Study questions:
(A) Write out everything in the passage on 1970s airline hijackings from "September 10, 1976: TWA" down to "Grand Central Station.".
(B) Write what comes next in the passage on 1970s airline hijackings, picking up after its last sentence.

Passage to read:
= = = = =
July 31, 1972: Delta Airlines Flight 841 was hijacked by five members of the Black Liberation Army including the elusive George Wright. The flight was originally from Detroit to Miami. The hijackers exchanged the passengers for $1 million in Miami and forced the plane to fly to Boston, then to Algeria, who returned the plane and cash but released the hijackers.

November 10, 1972: Southern Airways Flight 49, was hijacked by three men and flown to multiple locations in the United States, and one Canadian city. At one point, the hijackers threatened to fly the plane into the nuclear reactor at the Oak Ridge National Laboratory, if their demands for $10 million in cash were not met. While stopped for refueling at McCoy Air Force Base, Orlando, the FBI shot out the plane's tires, prompting the hijackers to force pilot William Haas to take off. The hijacking came to an end when the plane landed on a partially foam-covered runway in Havana, Cuba, and the hijackers were captured after attempting to escape.

February 22, 1974: At Baltimore/Washington International Airport Samuel Byck shot and killed Maryland Aviation Administration Police Officer George Neal Ramsburg before storming Delta Airlines Flight 523 to Atlanta. When informed by pilots Reese (Doug) Loftin and Fred Jones they could not take off until wheel blocks were removed, he shot them both and grabbed a nearby passenger, ordering her to "fly the plane." Jones died as he was being removed from the aircraft after the event was concluded; Byck was mortally wounded when Charles Troyer, an Anne Arundel County police officer on the jetway, stormed the plane and fired four shots through the aircraft door at with a .357 Magnum revolver taken from the deceased Ramsburg. Two of the shots penetrated the thick window of the aircraft door and wounded Byck. Before the police could gain entry to the aircraft, Byck committed suicide by shooting himself in the head. Byck's motive was to hijack the aircraft and crash it into the White House, in an assassination attempt on President Richard Nixon

September 10, 1976: TWA Flight 355 was hijacked by Croatian separatists. Some passengers were allowed to deplane in Canada before the hijackers continued on to Iceland, then France, where they released the remaining passengers and surrendered to authorities. One New York police officer was killed while working on a bomb which the hijackers had planted at Grand Central Station.
= = = = =
(Source data)
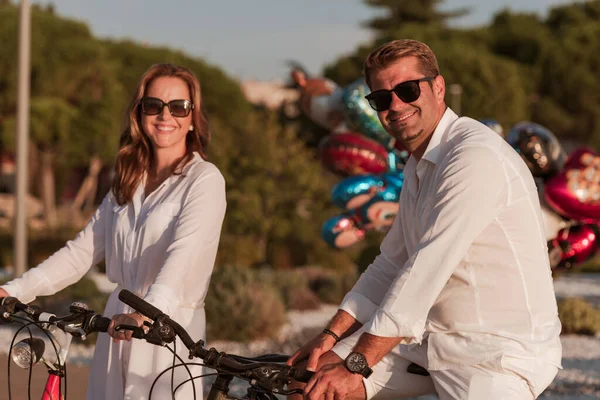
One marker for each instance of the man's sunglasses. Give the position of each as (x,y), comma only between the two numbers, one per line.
(408,92)
(177,108)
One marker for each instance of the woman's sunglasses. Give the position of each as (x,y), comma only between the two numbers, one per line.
(177,108)
(408,92)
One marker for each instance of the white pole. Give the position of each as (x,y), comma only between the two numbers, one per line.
(20,240)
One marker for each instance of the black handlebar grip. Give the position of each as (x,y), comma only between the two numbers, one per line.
(301,375)
(99,324)
(139,305)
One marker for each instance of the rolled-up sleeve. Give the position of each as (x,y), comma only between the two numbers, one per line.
(368,292)
(469,194)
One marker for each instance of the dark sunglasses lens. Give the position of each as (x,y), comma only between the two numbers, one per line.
(408,91)
(179,108)
(380,101)
(151,106)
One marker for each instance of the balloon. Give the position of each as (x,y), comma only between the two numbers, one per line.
(575,192)
(360,117)
(352,154)
(538,147)
(379,212)
(493,125)
(355,191)
(573,245)
(341,231)
(372,202)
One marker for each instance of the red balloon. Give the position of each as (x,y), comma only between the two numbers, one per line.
(573,245)
(350,153)
(575,191)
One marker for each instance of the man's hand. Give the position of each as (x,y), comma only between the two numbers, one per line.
(313,350)
(134,319)
(334,381)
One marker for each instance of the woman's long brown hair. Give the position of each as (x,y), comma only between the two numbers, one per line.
(135,155)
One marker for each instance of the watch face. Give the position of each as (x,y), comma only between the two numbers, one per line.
(356,362)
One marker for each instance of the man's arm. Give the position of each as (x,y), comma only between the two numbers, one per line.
(369,291)
(472,191)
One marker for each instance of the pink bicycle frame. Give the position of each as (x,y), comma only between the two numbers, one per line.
(52,389)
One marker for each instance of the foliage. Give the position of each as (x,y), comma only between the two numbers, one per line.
(240,307)
(292,286)
(578,316)
(330,286)
(277,190)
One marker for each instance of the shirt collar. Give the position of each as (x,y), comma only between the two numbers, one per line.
(189,165)
(432,152)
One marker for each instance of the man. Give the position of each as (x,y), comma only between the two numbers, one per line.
(462,286)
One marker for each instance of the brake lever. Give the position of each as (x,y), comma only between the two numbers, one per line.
(136,331)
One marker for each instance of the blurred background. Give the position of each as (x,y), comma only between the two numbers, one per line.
(510,61)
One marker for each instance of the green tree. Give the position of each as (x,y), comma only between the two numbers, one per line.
(278,193)
(569,100)
(72,97)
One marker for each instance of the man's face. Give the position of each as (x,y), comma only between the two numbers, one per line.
(411,123)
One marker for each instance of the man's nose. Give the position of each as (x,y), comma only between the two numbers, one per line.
(396,103)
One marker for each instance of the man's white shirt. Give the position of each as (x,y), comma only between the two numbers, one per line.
(465,264)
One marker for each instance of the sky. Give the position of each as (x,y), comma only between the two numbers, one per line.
(254,39)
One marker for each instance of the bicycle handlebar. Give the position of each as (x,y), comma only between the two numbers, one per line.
(211,357)
(92,322)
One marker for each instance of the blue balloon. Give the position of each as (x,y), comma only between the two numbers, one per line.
(360,117)
(385,187)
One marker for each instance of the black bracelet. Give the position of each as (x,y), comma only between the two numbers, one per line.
(328,332)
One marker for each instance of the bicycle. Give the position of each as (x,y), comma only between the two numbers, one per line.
(80,322)
(267,375)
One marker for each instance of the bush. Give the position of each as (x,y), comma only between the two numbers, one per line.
(578,316)
(240,307)
(330,286)
(293,288)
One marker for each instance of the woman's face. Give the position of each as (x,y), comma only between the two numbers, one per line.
(166,132)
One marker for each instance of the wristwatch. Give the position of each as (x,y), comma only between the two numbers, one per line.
(357,364)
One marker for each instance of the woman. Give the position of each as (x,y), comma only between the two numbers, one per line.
(157,230)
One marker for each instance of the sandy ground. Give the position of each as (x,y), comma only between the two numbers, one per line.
(579,379)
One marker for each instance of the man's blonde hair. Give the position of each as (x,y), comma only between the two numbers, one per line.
(389,53)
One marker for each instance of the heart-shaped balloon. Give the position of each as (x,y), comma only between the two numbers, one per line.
(573,245)
(350,154)
(342,231)
(575,191)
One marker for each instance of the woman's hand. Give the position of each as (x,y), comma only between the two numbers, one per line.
(134,319)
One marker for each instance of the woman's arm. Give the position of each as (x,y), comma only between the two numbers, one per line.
(68,264)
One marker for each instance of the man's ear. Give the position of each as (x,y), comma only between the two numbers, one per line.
(439,87)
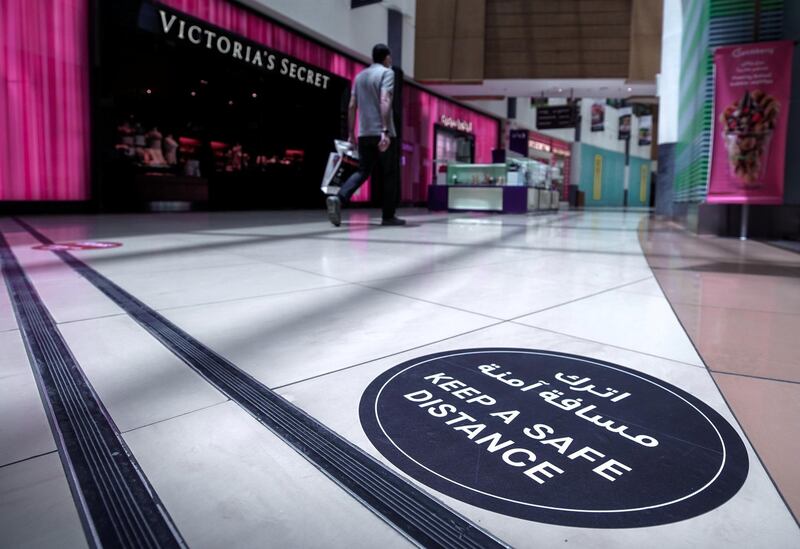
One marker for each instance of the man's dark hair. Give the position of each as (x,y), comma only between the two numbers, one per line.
(380,52)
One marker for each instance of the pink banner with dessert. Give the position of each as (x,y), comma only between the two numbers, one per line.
(752,83)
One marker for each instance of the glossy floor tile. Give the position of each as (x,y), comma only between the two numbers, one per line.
(229,482)
(285,338)
(768,412)
(319,312)
(756,503)
(632,321)
(747,342)
(138,379)
(740,304)
(24,430)
(36,508)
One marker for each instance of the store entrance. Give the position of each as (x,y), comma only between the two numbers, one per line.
(182,124)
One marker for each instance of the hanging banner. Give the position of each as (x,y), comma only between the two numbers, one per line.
(598,117)
(752,84)
(645,130)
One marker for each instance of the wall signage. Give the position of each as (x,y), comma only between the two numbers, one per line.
(518,141)
(178,26)
(456,124)
(752,90)
(645,130)
(553,118)
(554,438)
(598,117)
(624,131)
(538,146)
(76,246)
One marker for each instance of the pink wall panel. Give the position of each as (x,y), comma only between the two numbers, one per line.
(421,110)
(44,100)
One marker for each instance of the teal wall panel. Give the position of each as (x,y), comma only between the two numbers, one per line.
(639,195)
(613,178)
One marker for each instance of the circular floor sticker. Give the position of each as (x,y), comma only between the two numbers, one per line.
(554,438)
(76,246)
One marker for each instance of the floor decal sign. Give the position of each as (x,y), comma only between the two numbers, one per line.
(554,438)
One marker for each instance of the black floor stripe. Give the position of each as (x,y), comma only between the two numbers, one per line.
(409,509)
(117,506)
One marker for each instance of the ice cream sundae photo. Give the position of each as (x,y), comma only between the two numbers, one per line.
(747,129)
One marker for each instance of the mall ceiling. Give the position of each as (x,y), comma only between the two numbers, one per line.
(585,48)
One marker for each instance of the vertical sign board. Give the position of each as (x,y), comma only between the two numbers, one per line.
(518,141)
(597,186)
(598,117)
(553,437)
(752,85)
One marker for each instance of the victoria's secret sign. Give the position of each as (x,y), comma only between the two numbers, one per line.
(203,36)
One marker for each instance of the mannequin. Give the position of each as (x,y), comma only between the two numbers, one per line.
(154,156)
(170,150)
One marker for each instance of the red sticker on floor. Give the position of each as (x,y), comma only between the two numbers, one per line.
(76,246)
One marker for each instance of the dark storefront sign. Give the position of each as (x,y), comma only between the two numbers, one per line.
(553,118)
(178,26)
(518,141)
(553,437)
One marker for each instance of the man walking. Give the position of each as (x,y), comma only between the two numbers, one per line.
(372,99)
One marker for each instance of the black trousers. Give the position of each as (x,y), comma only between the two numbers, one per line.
(369,158)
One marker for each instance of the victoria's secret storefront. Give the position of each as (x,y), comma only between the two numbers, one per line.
(208,102)
(191,100)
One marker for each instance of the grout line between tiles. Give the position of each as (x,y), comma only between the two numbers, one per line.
(176,416)
(23,460)
(387,356)
(259,296)
(750,376)
(579,299)
(682,363)
(76,320)
(740,309)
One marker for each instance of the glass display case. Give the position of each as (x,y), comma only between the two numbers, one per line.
(476,174)
(516,186)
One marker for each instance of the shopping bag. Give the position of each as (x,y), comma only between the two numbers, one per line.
(341,165)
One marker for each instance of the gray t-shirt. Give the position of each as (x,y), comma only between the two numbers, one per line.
(367,91)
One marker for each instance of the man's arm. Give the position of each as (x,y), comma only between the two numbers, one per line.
(387,89)
(386,107)
(351,119)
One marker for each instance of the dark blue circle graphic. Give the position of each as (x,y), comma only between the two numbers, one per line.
(554,438)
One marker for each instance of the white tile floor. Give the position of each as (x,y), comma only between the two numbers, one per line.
(318,313)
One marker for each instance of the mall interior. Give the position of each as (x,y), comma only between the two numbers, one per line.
(586,334)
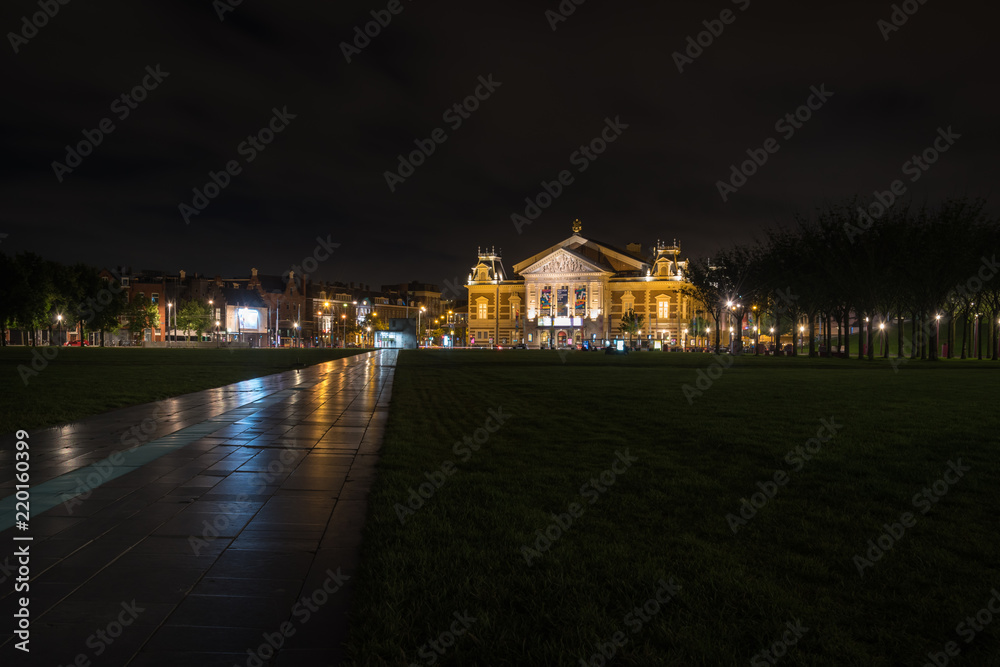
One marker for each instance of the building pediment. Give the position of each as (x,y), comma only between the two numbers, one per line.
(564,261)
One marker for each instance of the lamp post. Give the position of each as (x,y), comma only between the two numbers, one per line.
(422,309)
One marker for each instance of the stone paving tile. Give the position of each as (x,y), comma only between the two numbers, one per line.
(264,460)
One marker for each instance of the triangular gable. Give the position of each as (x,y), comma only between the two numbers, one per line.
(624,261)
(564,261)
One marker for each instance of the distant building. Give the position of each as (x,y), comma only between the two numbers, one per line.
(577,291)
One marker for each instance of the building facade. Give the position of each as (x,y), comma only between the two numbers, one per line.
(577,291)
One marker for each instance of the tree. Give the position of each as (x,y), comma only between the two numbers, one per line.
(141,314)
(631,324)
(704,287)
(33,293)
(194,316)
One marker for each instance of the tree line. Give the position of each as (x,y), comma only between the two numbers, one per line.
(929,270)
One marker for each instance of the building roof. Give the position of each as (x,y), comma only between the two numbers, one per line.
(242,297)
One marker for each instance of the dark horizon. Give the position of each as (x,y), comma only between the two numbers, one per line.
(340,110)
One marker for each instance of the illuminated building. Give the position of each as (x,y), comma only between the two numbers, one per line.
(577,291)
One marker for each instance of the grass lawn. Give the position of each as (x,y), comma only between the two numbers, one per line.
(593,580)
(78,382)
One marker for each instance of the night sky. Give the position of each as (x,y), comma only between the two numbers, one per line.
(324,174)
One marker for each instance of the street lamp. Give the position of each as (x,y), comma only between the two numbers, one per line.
(422,309)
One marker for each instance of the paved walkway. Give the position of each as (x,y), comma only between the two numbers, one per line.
(216,528)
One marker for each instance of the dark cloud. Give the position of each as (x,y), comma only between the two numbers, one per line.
(324,174)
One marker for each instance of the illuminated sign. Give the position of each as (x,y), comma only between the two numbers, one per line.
(560,321)
(248,318)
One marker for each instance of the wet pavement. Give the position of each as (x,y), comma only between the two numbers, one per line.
(216,528)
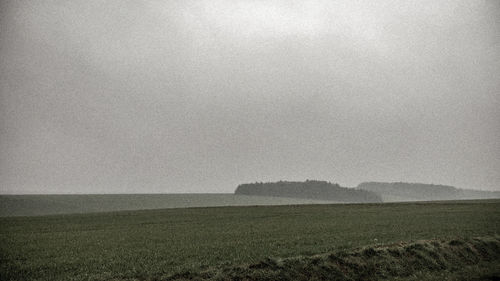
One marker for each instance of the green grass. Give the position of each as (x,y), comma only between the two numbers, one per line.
(144,245)
(35,205)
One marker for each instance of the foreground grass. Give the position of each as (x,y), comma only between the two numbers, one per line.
(36,205)
(156,244)
(476,258)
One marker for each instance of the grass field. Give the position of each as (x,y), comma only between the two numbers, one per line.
(36,205)
(155,244)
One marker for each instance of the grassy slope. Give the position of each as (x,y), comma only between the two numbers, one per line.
(158,243)
(32,205)
(456,259)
= = = = =
Exercise results:
(A)
September 10, 1976: TWA Flight 355 was hijacked by Croatian separatists. Some passengers were allowed to deplane in Canada before the hijackers continued on to Iceland, then France, where they released the remaining passengers and surrendered to authorities. One New York police officer was killed while working on a bomb which the hijackers had planted at Grand Central Station.

(B)
March 13, 1978: United Flight 696 was hijacked by a lone American immediately after takeoff out of SFO. The aircraft landed in Oakland and the release of cabin crew and passengers was negotiated by the flight crew. The fueling was cut short by the hijacker and Flt 696 took off only partially refueled. Flight 696 landed in Denver to take on more fuel for Cuba. While waiting for the fuel, the cockpit crew jumped from the cockpit to escape the hijacker. The hijacker surrendered to the FBI within minutes of the crew's escape. No fatalities but the three cockpit crew-members suffered fractures and torn cartilage from the two-story leap.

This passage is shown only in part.